[Selected excerpt Boundary: Start]

PyData Roma Capitale Meetup @ Almawave
Details
We’re back with a new event hosted at Almawave, featuring a deep dive into Large Language Models (LLMs) and the critical challenge of evaluating them in production. Standard benchmarks often fall short when assessing model performance on real-world tasks. If you are fine-tuning models, building RAG systems, or simply want to learn how to measure what actually matters beyond generic accuracy scores, this event is for you!
⚠️ IMPORTANT: Security & Logistics (Please Read Below) ⬇️
Where: Almawave - Via di Casal Boccone 188, Roma
When: 24/03/2026, 18:00
Schedule:
- 18:00 🚪 Door Opening & Security Check
- 18:15 📢 Introduction to PyData Roma Capitale & Almawave
- 18:30 🎤 Talk — ValVet: An evaluation framework for large language models (Salvatore Ricciardi, Simone Scaboro)
- 19:30 🤝 Socializing & Aperitivo
- 20:30 🔚 Closing
ValVet: An evaluation framework for large language models
As large language models become increasingly embedded in production systems, the need for rigorous, reproducible, and domain-specific evaluation grows more urgent. Standard benchmarks often fall short when assessing model performance on real-world tasks such as retrieval-augmented generation (RAG) or multilingual customer support, leaving practitioners without reliable signals to guide model selection and deployment decisions.
We introduce ValVet, an evaluation framework built in Python designed to define, compose, and run custom evaluation metrics tailored to specific use cases. The name stands for eValuation Velvet — a nod to Velvet, the family of large language models developed by Almawave. While born from the need to rigorously evaluate the Velvet models, ValVet is entirely model-agnostic and can be used to benchmark any LLM.
During this talk, we will walk through the design principles behind ValVet, showing how it leverages Python’s ecosystem — including pandas, sentence-transformers, and async processing — to scale evaluation across thousands of model outputs efficiently. We will show examples on evaluation datasets, created from real use-cases or adapted from existing benchmarks, giving you a concrete toolkit and a fresh perspective on how to evaluate your models.

[Selected excerpt Boundary: End]

# Instructions to follow:
State whether each statement agrees with the meetup announcement, answering yes or no and quoting the words of the announcement that settle it. 1. ValVet can be used only to evaluate the Velvet models. 2. ValVet is built in Python. 3. The name ValVet stands for eValuation Velvet.

[Data records Boundary: Start]

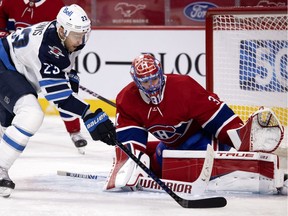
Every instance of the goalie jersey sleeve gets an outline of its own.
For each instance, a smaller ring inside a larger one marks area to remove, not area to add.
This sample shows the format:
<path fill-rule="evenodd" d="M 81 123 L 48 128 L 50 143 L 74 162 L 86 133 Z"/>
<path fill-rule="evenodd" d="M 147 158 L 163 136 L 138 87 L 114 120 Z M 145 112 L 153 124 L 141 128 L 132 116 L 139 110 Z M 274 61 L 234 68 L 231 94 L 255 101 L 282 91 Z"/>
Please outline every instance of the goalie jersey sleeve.
<path fill-rule="evenodd" d="M 131 82 L 117 96 L 117 136 L 123 143 L 145 145 L 148 132 L 168 146 L 177 147 L 199 131 L 233 146 L 227 130 L 241 126 L 241 119 L 216 94 L 185 75 L 165 75 L 164 98 L 146 103 Z"/>
<path fill-rule="evenodd" d="M 36 92 L 41 91 L 63 113 L 85 114 L 89 105 L 72 92 L 67 77 L 83 46 L 69 53 L 57 35 L 56 21 L 17 30 L 3 38 L 2 43 L 9 47 L 11 65 L 26 77 Z"/>

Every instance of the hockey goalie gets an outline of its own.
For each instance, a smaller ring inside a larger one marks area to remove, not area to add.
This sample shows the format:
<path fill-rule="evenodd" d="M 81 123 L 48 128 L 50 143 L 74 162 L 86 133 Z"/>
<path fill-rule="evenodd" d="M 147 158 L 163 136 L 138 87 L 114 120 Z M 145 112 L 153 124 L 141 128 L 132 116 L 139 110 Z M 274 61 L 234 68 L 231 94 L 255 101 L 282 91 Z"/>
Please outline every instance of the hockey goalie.
<path fill-rule="evenodd" d="M 191 77 L 164 74 L 150 54 L 134 59 L 130 73 L 133 82 L 116 98 L 117 139 L 159 178 L 193 182 L 204 159 L 197 152 L 205 153 L 211 144 L 215 159 L 208 189 L 283 189 L 284 175 L 271 152 L 283 139 L 284 129 L 273 111 L 261 108 L 243 123 Z M 149 134 L 157 141 L 148 142 Z M 120 148 L 115 150 L 104 189 L 141 188 L 140 179 L 148 176 Z"/>

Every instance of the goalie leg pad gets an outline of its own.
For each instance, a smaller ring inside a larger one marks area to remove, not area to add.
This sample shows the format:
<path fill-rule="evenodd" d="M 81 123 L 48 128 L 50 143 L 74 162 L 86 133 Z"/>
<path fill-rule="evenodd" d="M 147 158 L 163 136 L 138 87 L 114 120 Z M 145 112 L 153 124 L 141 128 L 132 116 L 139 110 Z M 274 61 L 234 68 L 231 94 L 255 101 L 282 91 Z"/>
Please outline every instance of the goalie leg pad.
<path fill-rule="evenodd" d="M 148 155 L 144 153 L 143 147 L 136 144 L 126 144 L 125 146 L 149 168 L 150 160 Z M 147 174 L 119 147 L 116 147 L 115 150 L 116 158 L 104 190 L 136 190 L 139 177 L 146 177 Z"/>

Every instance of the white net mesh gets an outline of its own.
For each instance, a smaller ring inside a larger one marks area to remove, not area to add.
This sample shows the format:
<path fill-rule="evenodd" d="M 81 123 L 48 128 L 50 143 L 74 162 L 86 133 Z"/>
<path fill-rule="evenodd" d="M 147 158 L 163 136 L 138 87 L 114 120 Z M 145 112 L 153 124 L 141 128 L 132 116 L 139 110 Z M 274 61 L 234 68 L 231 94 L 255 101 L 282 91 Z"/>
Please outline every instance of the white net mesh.
<path fill-rule="evenodd" d="M 288 16 L 213 15 L 213 91 L 245 121 L 265 106 L 288 125 Z"/>

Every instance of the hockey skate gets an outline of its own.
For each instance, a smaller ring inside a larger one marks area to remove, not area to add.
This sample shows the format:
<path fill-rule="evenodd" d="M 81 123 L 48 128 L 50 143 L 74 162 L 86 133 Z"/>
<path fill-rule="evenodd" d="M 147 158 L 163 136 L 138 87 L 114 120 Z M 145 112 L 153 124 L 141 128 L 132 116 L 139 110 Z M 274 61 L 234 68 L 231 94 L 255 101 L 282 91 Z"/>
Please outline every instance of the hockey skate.
<path fill-rule="evenodd" d="M 0 167 L 0 196 L 8 198 L 15 188 L 14 182 L 8 175 L 8 170 Z"/>
<path fill-rule="evenodd" d="M 87 145 L 87 141 L 83 138 L 80 132 L 77 133 L 71 133 L 70 137 L 75 145 L 75 147 L 78 149 L 78 152 L 80 154 L 85 154 L 85 146 Z"/>

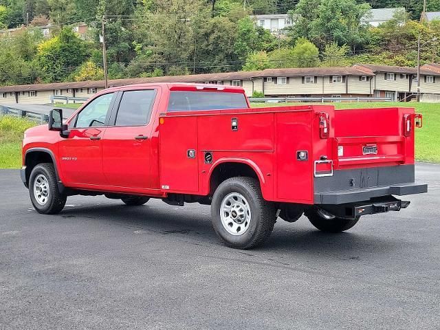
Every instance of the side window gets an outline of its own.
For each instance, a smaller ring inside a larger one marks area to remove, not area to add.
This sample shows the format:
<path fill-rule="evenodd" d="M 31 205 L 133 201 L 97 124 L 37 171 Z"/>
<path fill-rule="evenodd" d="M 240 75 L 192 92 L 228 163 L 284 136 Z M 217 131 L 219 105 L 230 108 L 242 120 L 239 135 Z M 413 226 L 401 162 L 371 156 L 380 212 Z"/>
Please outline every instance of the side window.
<path fill-rule="evenodd" d="M 78 113 L 75 127 L 104 126 L 113 95 L 114 93 L 104 94 L 89 103 Z"/>
<path fill-rule="evenodd" d="M 154 89 L 124 91 L 116 115 L 116 126 L 142 126 L 150 121 L 156 96 Z"/>

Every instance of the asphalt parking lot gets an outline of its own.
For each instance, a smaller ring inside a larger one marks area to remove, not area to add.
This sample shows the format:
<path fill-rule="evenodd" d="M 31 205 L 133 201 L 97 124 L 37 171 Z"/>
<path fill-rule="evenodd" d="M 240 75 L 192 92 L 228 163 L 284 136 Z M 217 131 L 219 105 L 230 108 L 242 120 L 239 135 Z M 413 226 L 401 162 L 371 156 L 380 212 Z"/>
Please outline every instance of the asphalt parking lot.
<path fill-rule="evenodd" d="M 278 219 L 265 246 L 224 246 L 208 206 L 72 197 L 36 213 L 0 170 L 0 329 L 440 328 L 440 166 L 400 212 L 324 234 Z"/>

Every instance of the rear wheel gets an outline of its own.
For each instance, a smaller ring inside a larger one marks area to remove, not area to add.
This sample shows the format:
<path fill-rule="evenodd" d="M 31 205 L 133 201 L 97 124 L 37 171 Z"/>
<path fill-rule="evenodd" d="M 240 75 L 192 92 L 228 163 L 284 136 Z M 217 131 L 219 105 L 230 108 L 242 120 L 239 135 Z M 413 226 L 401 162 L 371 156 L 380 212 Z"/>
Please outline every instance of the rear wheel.
<path fill-rule="evenodd" d="M 139 206 L 140 205 L 144 205 L 149 200 L 149 197 L 144 197 L 142 196 L 130 196 L 121 198 L 121 201 L 130 206 Z"/>
<path fill-rule="evenodd" d="M 58 190 L 53 164 L 39 164 L 32 169 L 29 177 L 29 195 L 38 213 L 54 214 L 64 208 L 67 197 Z"/>
<path fill-rule="evenodd" d="M 358 223 L 360 218 L 338 218 L 317 207 L 307 210 L 305 214 L 315 228 L 325 232 L 341 232 L 348 230 Z"/>
<path fill-rule="evenodd" d="M 211 205 L 212 226 L 232 248 L 249 249 L 261 245 L 270 235 L 276 210 L 263 198 L 258 180 L 232 177 L 215 190 Z"/>

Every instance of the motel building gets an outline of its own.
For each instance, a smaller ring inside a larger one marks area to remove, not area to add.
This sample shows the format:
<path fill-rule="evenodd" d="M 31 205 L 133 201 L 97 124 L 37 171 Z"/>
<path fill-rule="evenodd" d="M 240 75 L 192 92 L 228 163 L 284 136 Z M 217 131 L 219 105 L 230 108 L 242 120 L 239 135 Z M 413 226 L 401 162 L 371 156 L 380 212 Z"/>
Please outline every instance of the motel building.
<path fill-rule="evenodd" d="M 440 102 L 440 65 L 424 65 L 420 73 L 421 100 Z M 118 79 L 109 80 L 109 86 L 164 82 L 241 86 L 248 96 L 258 92 L 267 98 L 374 97 L 407 101 L 417 91 L 416 68 L 365 64 Z M 44 104 L 54 96 L 88 98 L 103 89 L 103 80 L 3 86 L 0 87 L 0 104 Z"/>

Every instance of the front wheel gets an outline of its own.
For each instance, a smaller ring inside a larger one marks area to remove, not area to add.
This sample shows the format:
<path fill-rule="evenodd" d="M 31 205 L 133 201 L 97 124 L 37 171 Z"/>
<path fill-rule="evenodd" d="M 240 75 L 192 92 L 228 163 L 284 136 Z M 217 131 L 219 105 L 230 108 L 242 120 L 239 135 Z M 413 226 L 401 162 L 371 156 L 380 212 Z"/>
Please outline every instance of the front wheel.
<path fill-rule="evenodd" d="M 325 232 L 341 232 L 348 230 L 358 223 L 360 218 L 338 218 L 317 207 L 307 210 L 305 214 L 316 228 Z"/>
<path fill-rule="evenodd" d="M 67 197 L 58 190 L 53 164 L 39 164 L 32 169 L 29 178 L 29 195 L 38 213 L 54 214 L 64 208 Z"/>
<path fill-rule="evenodd" d="M 212 226 L 231 248 L 250 249 L 269 237 L 276 219 L 275 208 L 263 198 L 256 179 L 236 177 L 223 182 L 211 205 Z"/>

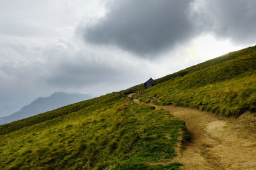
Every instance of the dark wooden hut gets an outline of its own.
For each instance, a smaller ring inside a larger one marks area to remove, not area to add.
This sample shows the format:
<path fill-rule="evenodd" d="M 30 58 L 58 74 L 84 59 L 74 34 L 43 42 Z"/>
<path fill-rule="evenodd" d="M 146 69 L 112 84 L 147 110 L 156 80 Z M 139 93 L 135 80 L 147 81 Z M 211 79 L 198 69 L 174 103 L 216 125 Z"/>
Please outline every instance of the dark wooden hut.
<path fill-rule="evenodd" d="M 144 87 L 146 89 L 154 86 L 155 85 L 156 85 L 156 83 L 152 78 L 150 78 L 148 81 L 144 83 Z"/>

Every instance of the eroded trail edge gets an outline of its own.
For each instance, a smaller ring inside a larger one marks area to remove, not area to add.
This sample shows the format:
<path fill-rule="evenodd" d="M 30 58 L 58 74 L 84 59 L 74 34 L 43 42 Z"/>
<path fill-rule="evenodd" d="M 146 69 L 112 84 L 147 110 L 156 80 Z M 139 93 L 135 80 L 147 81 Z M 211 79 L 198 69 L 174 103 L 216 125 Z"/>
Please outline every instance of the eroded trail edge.
<path fill-rule="evenodd" d="M 188 108 L 145 104 L 186 122 L 191 141 L 182 146 L 170 162 L 182 162 L 184 169 L 256 169 L 255 114 L 225 118 Z"/>

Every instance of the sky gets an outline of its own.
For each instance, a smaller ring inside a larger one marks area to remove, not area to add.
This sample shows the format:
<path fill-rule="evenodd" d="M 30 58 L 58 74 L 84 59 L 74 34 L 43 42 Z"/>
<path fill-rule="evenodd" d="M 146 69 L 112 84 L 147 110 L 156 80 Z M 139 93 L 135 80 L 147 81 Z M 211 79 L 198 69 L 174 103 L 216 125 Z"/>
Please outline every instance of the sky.
<path fill-rule="evenodd" d="M 0 0 L 0 117 L 99 96 L 256 45 L 254 0 Z"/>

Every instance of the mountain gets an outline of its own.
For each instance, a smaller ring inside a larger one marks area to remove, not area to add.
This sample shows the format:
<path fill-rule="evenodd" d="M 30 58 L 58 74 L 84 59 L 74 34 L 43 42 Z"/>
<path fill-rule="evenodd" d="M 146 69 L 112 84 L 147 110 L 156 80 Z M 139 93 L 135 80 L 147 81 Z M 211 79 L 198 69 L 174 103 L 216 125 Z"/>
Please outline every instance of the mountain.
<path fill-rule="evenodd" d="M 227 53 L 156 81 L 157 85 L 138 92 L 136 97 L 144 102 L 173 103 L 227 117 L 239 116 L 246 111 L 255 112 L 256 46 Z M 141 85 L 136 88 L 141 89 Z"/>
<path fill-rule="evenodd" d="M 255 169 L 256 46 L 155 81 L 0 125 L 0 169 Z"/>
<path fill-rule="evenodd" d="M 86 94 L 55 92 L 47 97 L 39 97 L 13 114 L 0 118 L 0 125 L 36 115 L 68 104 L 91 98 Z"/>

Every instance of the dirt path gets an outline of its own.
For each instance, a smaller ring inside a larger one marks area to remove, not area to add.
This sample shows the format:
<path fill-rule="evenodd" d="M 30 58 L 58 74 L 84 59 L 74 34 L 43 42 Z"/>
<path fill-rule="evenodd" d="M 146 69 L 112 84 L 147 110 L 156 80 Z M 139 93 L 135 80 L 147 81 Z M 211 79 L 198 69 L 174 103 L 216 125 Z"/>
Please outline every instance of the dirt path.
<path fill-rule="evenodd" d="M 179 161 L 184 169 L 256 169 L 255 114 L 228 118 L 188 108 L 149 104 L 184 120 L 192 137 L 167 163 Z"/>

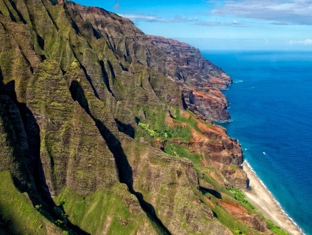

[Data records Boundary: End]

# Solution to this task:
1. No: "ValVet is entirely model-agnostic and can be used to benchmark any LLM."
2. Yes: "an evaluation framework built in Python"
3. Yes: "The name stands for eValuation Velvet"